┌─ EXCERPT TO READ

What makes fiction writers turn to fiction? Other forms of prose storytelling—essays, memoir, journalism—offer undeniable advantages, after all: immediate high stakes, flesh-and-blood characters who come pre-made, the thrill of knowing certain events really happened. How to make sense of the fabulist’s impractical knack for wholesale invention, the impulse to depart real life’s sure footing for the uncharted waters of myth?
Spencer talks about how he discovered Kipling’s short story, The Gardener.
Before that, I hadn’t much cared for Kipling, associated as he was in my mind with childhood reading and appalling politics. But I was struck by the blunt and delicate precision (I know, an oxymoron) with which he approached the subject matter: A woman named Helen loses either her nephew or her son in World War I, and is forced finally to confront the depth of her loss in a vast military cemetery in France—just she and a stranger, the gardener, amid acres and acres of humble crosses.
Spencer elaborates on Kipling’s son going to war and the same parallel he draws with the male character in his short story.

└─

■ **AIM**
Do these statements agree with the excerpt about Kipling's story "The Gardener"? Answer yes or no to each and quote the deciding words: 1. Helen loses either her nephew or her son in World War I. 2. The military cemetery in the story is in Belgium. 3. The speaker already admired Kipling before discovering the story.

┌─ RECORD LIST

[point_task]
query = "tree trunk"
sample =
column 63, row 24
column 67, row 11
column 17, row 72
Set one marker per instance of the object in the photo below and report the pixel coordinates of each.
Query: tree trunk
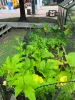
column 22, row 10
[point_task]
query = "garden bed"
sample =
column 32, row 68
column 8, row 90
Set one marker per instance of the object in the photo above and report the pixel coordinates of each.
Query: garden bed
column 43, row 69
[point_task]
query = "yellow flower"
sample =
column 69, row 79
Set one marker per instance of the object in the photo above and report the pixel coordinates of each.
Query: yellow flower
column 63, row 79
column 45, row 28
column 4, row 83
column 38, row 78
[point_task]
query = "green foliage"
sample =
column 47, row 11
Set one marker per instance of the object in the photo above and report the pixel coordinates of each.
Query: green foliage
column 42, row 62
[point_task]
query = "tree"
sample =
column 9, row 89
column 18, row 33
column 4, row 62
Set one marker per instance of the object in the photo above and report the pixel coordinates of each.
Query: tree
column 22, row 10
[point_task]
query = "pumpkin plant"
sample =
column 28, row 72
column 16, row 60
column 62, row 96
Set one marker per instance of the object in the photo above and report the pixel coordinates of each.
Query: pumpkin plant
column 38, row 65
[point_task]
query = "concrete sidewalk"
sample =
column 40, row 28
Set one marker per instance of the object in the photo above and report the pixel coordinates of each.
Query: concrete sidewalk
column 5, row 13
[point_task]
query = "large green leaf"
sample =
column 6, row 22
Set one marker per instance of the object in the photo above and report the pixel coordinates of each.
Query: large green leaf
column 71, row 59
column 30, row 93
column 18, row 90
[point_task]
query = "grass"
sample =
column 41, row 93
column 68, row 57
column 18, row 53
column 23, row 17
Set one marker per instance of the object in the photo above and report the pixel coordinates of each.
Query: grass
column 31, row 20
column 8, row 41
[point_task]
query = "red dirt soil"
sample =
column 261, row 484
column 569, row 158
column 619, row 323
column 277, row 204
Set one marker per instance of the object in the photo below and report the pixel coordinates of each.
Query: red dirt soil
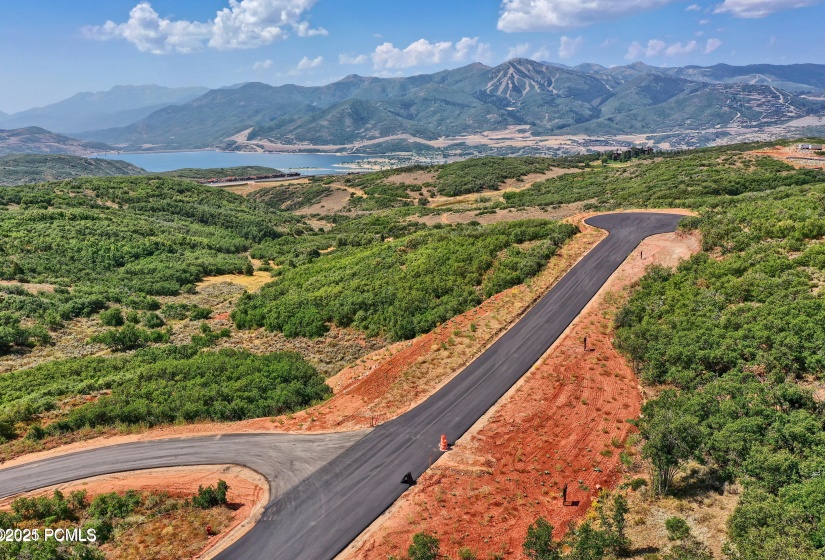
column 564, row 423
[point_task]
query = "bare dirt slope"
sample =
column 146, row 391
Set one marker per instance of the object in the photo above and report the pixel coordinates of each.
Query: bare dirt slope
column 565, row 423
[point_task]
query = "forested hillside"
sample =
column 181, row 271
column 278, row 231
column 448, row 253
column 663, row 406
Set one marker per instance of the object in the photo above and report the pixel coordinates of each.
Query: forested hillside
column 116, row 241
column 732, row 340
column 22, row 169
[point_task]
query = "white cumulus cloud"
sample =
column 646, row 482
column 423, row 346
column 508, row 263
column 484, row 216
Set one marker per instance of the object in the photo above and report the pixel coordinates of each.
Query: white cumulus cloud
column 570, row 46
column 307, row 63
column 243, row 24
column 712, row 45
column 351, row 59
column 548, row 15
column 518, row 51
column 657, row 47
column 761, row 8
column 424, row 53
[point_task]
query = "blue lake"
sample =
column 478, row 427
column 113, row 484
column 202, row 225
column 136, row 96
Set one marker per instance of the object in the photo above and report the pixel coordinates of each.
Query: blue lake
column 306, row 164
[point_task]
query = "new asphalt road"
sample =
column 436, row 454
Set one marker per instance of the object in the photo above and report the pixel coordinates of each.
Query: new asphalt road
column 320, row 515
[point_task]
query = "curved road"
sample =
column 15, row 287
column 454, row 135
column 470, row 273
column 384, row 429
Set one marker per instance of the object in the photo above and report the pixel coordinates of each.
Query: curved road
column 316, row 511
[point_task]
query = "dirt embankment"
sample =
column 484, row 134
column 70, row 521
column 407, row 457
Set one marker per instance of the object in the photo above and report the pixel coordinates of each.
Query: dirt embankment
column 386, row 382
column 792, row 155
column 565, row 423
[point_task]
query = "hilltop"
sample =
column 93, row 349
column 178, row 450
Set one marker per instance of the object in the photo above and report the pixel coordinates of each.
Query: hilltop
column 21, row 169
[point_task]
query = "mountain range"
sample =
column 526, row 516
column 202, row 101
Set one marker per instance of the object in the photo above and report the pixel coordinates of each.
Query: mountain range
column 542, row 98
column 529, row 97
column 120, row 106
column 35, row 140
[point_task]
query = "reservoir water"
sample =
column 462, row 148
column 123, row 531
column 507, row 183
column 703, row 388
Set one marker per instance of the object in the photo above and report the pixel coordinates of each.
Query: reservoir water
column 306, row 164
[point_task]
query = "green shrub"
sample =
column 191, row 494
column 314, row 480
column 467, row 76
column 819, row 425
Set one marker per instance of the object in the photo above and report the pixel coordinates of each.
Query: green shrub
column 36, row 432
column 112, row 317
column 210, row 497
column 129, row 337
column 677, row 528
column 112, row 505
column 200, row 313
column 423, row 547
column 539, row 545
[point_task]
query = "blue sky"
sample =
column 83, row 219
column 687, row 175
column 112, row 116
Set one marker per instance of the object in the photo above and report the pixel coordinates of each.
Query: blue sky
column 51, row 49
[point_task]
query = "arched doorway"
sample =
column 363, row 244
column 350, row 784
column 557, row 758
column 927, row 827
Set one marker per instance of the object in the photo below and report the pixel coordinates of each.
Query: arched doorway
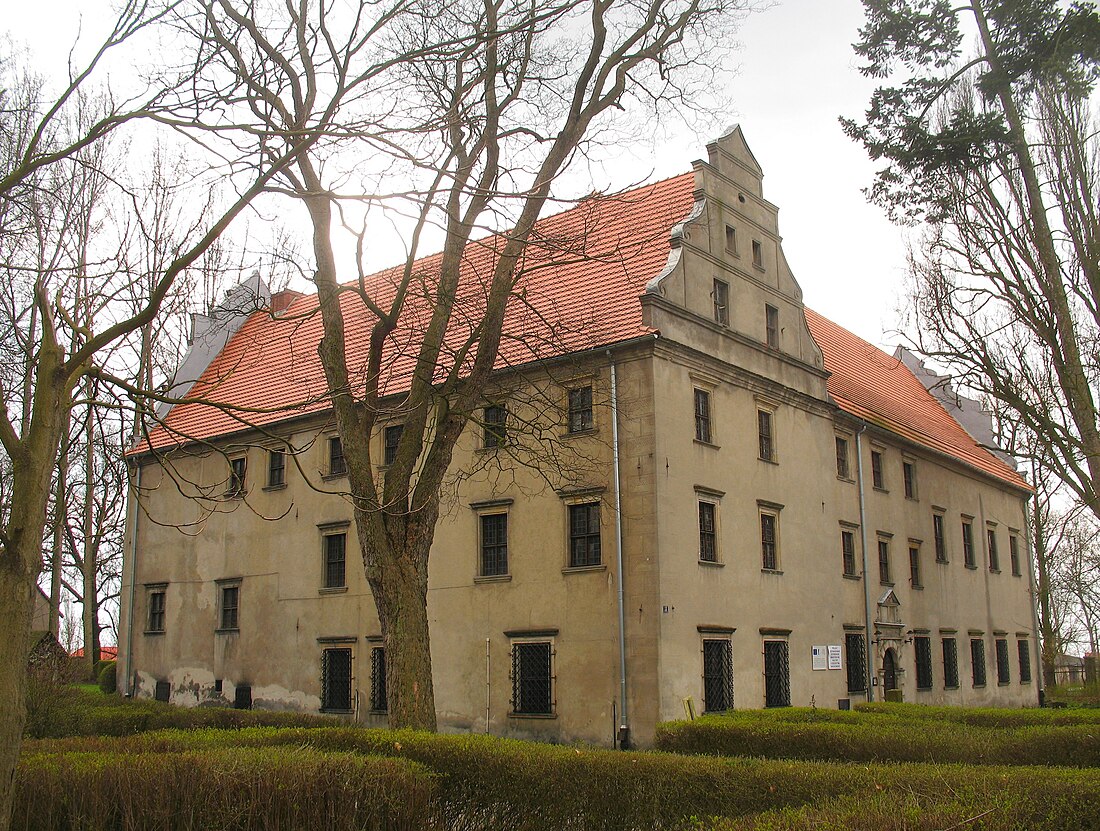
column 890, row 670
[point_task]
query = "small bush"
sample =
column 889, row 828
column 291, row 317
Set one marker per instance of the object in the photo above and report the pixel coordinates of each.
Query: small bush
column 107, row 676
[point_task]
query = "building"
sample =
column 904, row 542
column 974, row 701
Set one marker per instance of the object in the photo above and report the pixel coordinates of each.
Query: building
column 799, row 521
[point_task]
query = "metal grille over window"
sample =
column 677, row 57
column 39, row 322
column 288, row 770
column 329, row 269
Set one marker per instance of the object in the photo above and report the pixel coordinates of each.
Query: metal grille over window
column 336, row 679
column 777, row 674
column 378, row 679
column 494, row 544
column 584, row 535
column 531, row 678
column 717, row 675
column 855, row 647
column 922, row 646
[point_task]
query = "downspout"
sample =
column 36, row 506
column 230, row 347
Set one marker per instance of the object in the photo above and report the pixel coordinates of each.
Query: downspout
column 624, row 733
column 134, row 512
column 862, row 547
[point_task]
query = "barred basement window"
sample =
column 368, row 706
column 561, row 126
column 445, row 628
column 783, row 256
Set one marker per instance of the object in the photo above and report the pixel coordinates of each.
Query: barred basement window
column 855, row 656
column 1002, row 660
column 922, row 646
column 336, row 680
column 531, row 678
column 978, row 662
column 950, row 664
column 777, row 674
column 378, row 702
column 717, row 675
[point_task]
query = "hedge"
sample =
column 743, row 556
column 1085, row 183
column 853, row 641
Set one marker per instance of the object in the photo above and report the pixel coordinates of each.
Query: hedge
column 223, row 789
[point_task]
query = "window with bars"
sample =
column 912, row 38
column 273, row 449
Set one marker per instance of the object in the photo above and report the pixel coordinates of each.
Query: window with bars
column 276, row 468
column 336, row 679
column 848, row 550
column 334, row 549
column 494, row 545
column 378, row 702
column 1001, row 647
column 584, row 535
column 1023, row 652
column 580, row 409
column 532, row 678
column 855, row 657
column 766, row 435
column 922, row 648
column 769, row 542
column 950, row 664
column 777, row 674
column 978, row 662
column 717, row 675
column 156, row 598
column 703, row 416
column 494, row 426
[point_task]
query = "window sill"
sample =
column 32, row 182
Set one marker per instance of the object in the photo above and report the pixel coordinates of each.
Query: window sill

└─

■ **RESULT**
1. Yes: "A woman named Helen loses either her nephew or her son in World War I"
2. No: "in a vast military cemetery in France"
3. No: "Before that, I hadn’t much cared for Kipling"